- **WORK ITEM**
Output the listing exactly, without its pictures.

++++ GIVEN INFORMATION

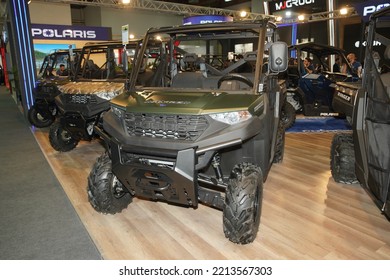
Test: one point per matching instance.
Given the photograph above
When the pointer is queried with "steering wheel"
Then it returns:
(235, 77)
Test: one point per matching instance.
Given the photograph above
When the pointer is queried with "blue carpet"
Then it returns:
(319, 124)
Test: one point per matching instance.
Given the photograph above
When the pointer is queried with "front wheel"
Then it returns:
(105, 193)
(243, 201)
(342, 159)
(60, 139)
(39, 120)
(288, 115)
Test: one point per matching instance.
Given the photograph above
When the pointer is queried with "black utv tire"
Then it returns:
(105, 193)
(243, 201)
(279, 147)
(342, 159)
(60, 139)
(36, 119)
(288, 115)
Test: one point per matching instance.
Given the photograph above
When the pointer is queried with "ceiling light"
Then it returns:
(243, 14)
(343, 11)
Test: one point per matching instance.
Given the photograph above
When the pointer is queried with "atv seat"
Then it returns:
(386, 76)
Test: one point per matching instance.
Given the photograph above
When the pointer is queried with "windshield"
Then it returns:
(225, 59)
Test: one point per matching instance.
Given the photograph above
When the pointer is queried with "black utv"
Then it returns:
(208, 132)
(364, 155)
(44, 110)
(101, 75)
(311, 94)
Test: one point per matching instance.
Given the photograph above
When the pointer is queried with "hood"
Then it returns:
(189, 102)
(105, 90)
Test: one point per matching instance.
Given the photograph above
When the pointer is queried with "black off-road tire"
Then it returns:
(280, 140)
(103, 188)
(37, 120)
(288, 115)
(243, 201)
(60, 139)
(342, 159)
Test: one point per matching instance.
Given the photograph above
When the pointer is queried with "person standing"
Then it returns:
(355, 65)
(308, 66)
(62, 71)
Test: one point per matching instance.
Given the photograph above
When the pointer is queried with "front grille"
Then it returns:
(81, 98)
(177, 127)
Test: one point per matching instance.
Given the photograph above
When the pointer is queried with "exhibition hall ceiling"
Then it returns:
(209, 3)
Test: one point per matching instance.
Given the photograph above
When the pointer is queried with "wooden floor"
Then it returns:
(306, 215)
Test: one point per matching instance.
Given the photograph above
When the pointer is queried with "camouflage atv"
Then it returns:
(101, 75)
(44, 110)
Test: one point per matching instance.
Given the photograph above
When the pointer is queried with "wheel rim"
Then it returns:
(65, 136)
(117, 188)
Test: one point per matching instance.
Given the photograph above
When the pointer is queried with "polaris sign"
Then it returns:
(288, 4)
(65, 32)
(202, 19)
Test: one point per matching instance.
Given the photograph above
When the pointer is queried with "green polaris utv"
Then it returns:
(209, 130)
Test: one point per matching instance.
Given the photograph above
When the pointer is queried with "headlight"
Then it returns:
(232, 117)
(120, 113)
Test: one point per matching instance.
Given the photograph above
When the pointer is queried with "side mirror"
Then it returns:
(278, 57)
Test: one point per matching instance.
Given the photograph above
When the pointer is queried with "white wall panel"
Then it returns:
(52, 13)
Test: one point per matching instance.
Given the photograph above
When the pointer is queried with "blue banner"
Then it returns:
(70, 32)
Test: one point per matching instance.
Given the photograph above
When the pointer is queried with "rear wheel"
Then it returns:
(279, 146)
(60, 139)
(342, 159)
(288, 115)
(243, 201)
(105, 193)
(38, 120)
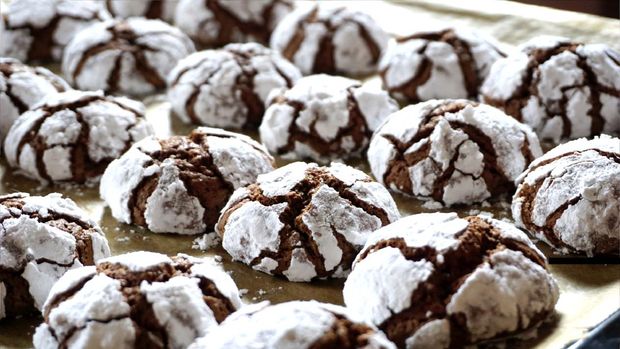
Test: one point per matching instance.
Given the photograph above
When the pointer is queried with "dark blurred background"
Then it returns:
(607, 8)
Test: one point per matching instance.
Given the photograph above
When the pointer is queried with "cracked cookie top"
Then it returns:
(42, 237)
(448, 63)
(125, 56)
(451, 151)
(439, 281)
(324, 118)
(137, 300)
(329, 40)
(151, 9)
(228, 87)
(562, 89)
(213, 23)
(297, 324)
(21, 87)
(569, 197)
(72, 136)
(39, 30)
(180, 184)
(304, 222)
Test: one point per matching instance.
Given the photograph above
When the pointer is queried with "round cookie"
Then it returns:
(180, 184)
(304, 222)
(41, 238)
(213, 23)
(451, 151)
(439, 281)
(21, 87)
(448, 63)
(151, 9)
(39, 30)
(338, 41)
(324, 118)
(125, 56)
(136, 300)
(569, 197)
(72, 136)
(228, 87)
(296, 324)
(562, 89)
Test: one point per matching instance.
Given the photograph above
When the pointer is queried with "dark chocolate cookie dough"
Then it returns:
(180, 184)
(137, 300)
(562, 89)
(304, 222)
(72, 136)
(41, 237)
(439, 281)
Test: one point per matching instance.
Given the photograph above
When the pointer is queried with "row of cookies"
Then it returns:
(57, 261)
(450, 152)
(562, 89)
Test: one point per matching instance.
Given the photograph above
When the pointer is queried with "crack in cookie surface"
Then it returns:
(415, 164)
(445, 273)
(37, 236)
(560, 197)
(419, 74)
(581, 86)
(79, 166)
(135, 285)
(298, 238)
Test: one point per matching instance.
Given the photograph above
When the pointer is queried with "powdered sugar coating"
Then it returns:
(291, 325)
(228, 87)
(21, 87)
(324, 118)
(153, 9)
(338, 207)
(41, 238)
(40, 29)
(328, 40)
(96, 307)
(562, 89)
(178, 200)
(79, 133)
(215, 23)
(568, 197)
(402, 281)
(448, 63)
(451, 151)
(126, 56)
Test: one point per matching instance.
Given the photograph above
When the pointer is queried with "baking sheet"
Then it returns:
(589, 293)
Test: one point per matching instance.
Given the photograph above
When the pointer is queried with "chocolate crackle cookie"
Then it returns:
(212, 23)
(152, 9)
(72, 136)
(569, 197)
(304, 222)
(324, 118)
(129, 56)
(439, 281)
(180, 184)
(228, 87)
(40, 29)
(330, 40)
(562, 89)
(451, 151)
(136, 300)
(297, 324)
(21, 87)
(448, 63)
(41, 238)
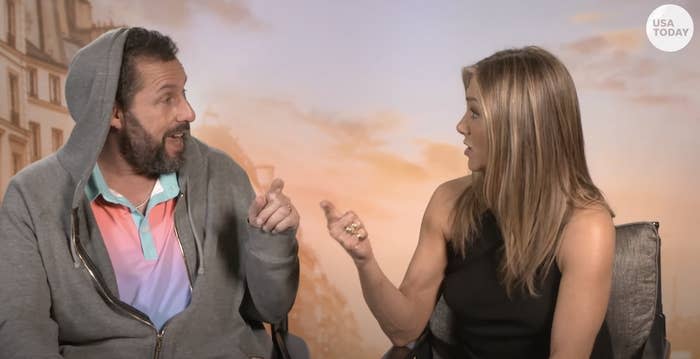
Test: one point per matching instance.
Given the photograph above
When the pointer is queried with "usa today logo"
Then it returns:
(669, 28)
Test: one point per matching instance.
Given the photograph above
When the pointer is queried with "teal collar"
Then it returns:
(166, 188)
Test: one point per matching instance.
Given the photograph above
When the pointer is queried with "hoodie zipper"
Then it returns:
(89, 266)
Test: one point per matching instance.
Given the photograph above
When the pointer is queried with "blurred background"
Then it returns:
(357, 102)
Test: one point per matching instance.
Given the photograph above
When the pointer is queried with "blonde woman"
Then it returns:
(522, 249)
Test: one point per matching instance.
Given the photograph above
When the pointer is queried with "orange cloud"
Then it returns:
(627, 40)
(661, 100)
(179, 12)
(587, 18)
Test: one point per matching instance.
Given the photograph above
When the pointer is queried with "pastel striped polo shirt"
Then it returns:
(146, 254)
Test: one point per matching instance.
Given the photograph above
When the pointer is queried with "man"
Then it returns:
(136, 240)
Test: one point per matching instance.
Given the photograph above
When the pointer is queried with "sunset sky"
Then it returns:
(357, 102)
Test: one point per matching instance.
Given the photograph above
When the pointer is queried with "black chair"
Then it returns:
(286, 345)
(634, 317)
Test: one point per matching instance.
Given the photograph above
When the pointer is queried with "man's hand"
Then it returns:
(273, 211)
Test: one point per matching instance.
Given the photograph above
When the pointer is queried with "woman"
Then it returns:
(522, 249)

++++++++

- **ANSWER AREA**
Test: one point per matching instance.
Given the photograph above
When the pointer is queried with "steering wheel"
Then it returns:
(235, 77)
Test: one point per matching instance.
Given the photograph above
When the pointer is queried with "blue carpet"
Then it returns:
(319, 124)
Test: one point per matching instance.
Given the photograph above
When the pointer is queried with "front wheel"
Then it returns:
(105, 193)
(243, 201)
(342, 159)
(60, 139)
(39, 120)
(288, 115)
Test: one point per matching instance.
Given the photograph above
When the pointer is queried with "black utv tire"
Then it returns:
(105, 193)
(243, 201)
(279, 147)
(342, 159)
(60, 139)
(36, 119)
(288, 115)
Test: one point per matching instance.
Given the photograph above
When the pointer is queried with "ceiling light"
Then it returns:
(243, 14)
(343, 11)
Test: one point per matching instance.
Given the photograph above
When the pointer is queried with "atv seat"
Then it returns:
(386, 76)
Test: one point per matching instance.
Given the photograph above
When the pointer is queried with "windshield"
Then it returns:
(225, 59)
Test: one point per matching instance.
Given the photograph above
When the pointer is queried with "black utv"
Then it returns:
(208, 132)
(364, 155)
(44, 110)
(101, 75)
(311, 94)
Test: one point per matching instance.
Given the photograph above
When the pointer is queried with "hood"
Then it returns:
(189, 102)
(105, 90)
Test: one point per matching instance.
Given the photograph above
When the pointer is queried with "black off-road tire"
Then it returns:
(280, 140)
(103, 188)
(37, 120)
(288, 115)
(243, 201)
(60, 139)
(342, 159)
Test: one point per matching instance.
Given the photograph above
When the pointer is queried with "person standing"
Then it returns:
(355, 65)
(308, 66)
(62, 71)
Test: one point per matching instance.
Given the photograph above
When the pointer is queried with "front grille"
Then it returns:
(81, 98)
(177, 127)
Test: one point per matching instance.
Given the photograph above
When the pointer is queried with "exhibition hall ceiling"
Then it returns:
(209, 3)
Test: one point per matching instance.
Given the photograph above
When the pointer is queried with "wooden floor"
Then it returns:
(306, 215)
Test: one point per matching instance.
Given the photograph above
When the pointer is queried with "camouflage atv"
Then it returns:
(101, 75)
(44, 110)
Test: one point per matching instance.
Given the photograph above
When the pointer is queried with "wheel rim"
Then it returns:
(65, 136)
(117, 188)
Test: one point per matching instance.
Given the photograph above
When the pointer is queried with "polaris sign"
Then it returns:
(288, 4)
(65, 32)
(202, 19)
Test: one point per matching instance.
Given the photograph above
When the pointer is queried with "green polaris utv"
Then it returns:
(209, 130)
Test: one point per matching instance.
Given the photograph above
When the pointer is queried with "headlight"
Then it returns:
(232, 117)
(120, 113)
Test: one point per matching instance.
Given the photograph above
When the pointer is queried with "side mirror"
Then it returns:
(278, 57)
Test: one point per matching instance.
Given the photograph above
When the pointer is queried with "white wall panel"
Then it returns:
(52, 13)
Test: one point per matching instance.
Given the photograph above
When the pointer is queried with "blue banner"
Then it returns:
(70, 32)
Test: one point per matching instance.
Given the photograph above
When the pointer is queried with "rear wheel"
Then it returns:
(279, 146)
(60, 139)
(342, 159)
(288, 115)
(243, 201)
(105, 193)
(38, 120)
Test: one point per matching instance.
Given the photograph above
When the pointer is queried with "dark blurred background"
Then it returns:
(607, 8)
Test: one point per matching instance.
Given the photograph above
When the pointer is queried with "cracked cookie top"
Then it returns:
(42, 237)
(448, 63)
(125, 56)
(451, 151)
(439, 281)
(324, 118)
(137, 300)
(329, 40)
(151, 9)
(228, 87)
(562, 89)
(213, 23)
(297, 324)
(21, 87)
(569, 197)
(72, 136)
(39, 30)
(180, 184)
(304, 222)
Test: one point per matching instance.
Given the photograph above
When the pointer is queried with "round cookie"
Then it returns:
(180, 184)
(304, 222)
(41, 238)
(213, 23)
(451, 151)
(439, 281)
(21, 87)
(448, 63)
(151, 9)
(39, 30)
(338, 41)
(324, 118)
(125, 56)
(136, 300)
(569, 197)
(72, 136)
(228, 87)
(296, 324)
(562, 89)
Test: one point per matching instance.
Given the photograph above
When the pointer is queried with "dark chocolate cookie dough"
Then it returns:
(180, 184)
(137, 300)
(562, 89)
(304, 222)
(72, 136)
(41, 237)
(439, 281)
Test: one point per matching instance.
Given the photograph above
When the pointer is queried with "row of cookies"
Then it returns:
(57, 261)
(450, 152)
(562, 89)
Test: one point per matching instance.
Given the photograph above
When the pointer is queried with "crack in cookie surface"
Then it returns:
(415, 164)
(445, 273)
(37, 236)
(560, 197)
(419, 74)
(581, 86)
(79, 166)
(135, 285)
(298, 238)
Test: one point per matching instance.
Given the photograph above
When the pointer is queried with "powdered sugar coating"
Then it returns:
(291, 325)
(228, 87)
(21, 87)
(324, 118)
(153, 9)
(338, 207)
(41, 238)
(40, 29)
(328, 40)
(96, 307)
(562, 89)
(178, 200)
(79, 133)
(215, 23)
(568, 197)
(402, 281)
(448, 63)
(451, 151)
(126, 56)
Test: one point per matching instance.
Given the photograph above
When the pointer is queried with "baking sheet"
Then it returns:
(589, 293)
Test: one point per matching instance.
Given the photograph above
When the pointer is queried with "chocolate crackle cookie"
Then it returns:
(212, 23)
(152, 9)
(72, 136)
(569, 197)
(304, 222)
(324, 118)
(129, 56)
(439, 281)
(180, 184)
(228, 87)
(40, 29)
(330, 40)
(562, 89)
(451, 151)
(136, 300)
(297, 324)
(21, 87)
(448, 63)
(41, 238)
Test: one point per matching instance.
Given the photograph above
When the pointer is queried with "usa today logo"
Then it returns:
(669, 28)
Test: one point per matching instance.
Given the photograph above
When the pointer is queried with "teal collar"
Then it returns:
(166, 188)
Test: one point per matching instance.
Given the photograph above
When the pointer is queried with "hoodie zipper"
Then it returns:
(89, 266)
Test: one point per matching instance.
Given the photograph above
When the pointer is queried with "blurred background"
Then it returns:
(357, 102)
Test: one point per matching instance.
Given the photograph above
When the pointer is queried with "blonde woman"
Then it returns:
(522, 249)
Test: one point per matching instance.
Given the photograph above
When the pointer is queried with "orange cloud"
Then it returns:
(627, 40)
(661, 100)
(179, 12)
(587, 18)
Test: one point per matching instance.
Given the photograph above
When the pointer is queried with "pastel striped polo shirt"
Then it returns:
(146, 254)
Test: one point per matching instance.
Given the photograph above
When the pointer is queried with "man"
Then it returns:
(136, 240)
Test: one point per matching instance.
Given the photograph above
When the pointer is queried with "sunset sky"
Then it returns:
(357, 102)
Test: one point per matching instance.
Given the photograph above
When the pointer is queried with "black chair"
Then it returns:
(286, 345)
(634, 317)
Test: one point per matching instance.
Given the photograph above
When the pointer is queried with "man's hand"
Then it returns:
(273, 211)
Test: one point per matching instance.
Given the photograph above
When the pointer is queried with "woman"
Then it returns:
(522, 249)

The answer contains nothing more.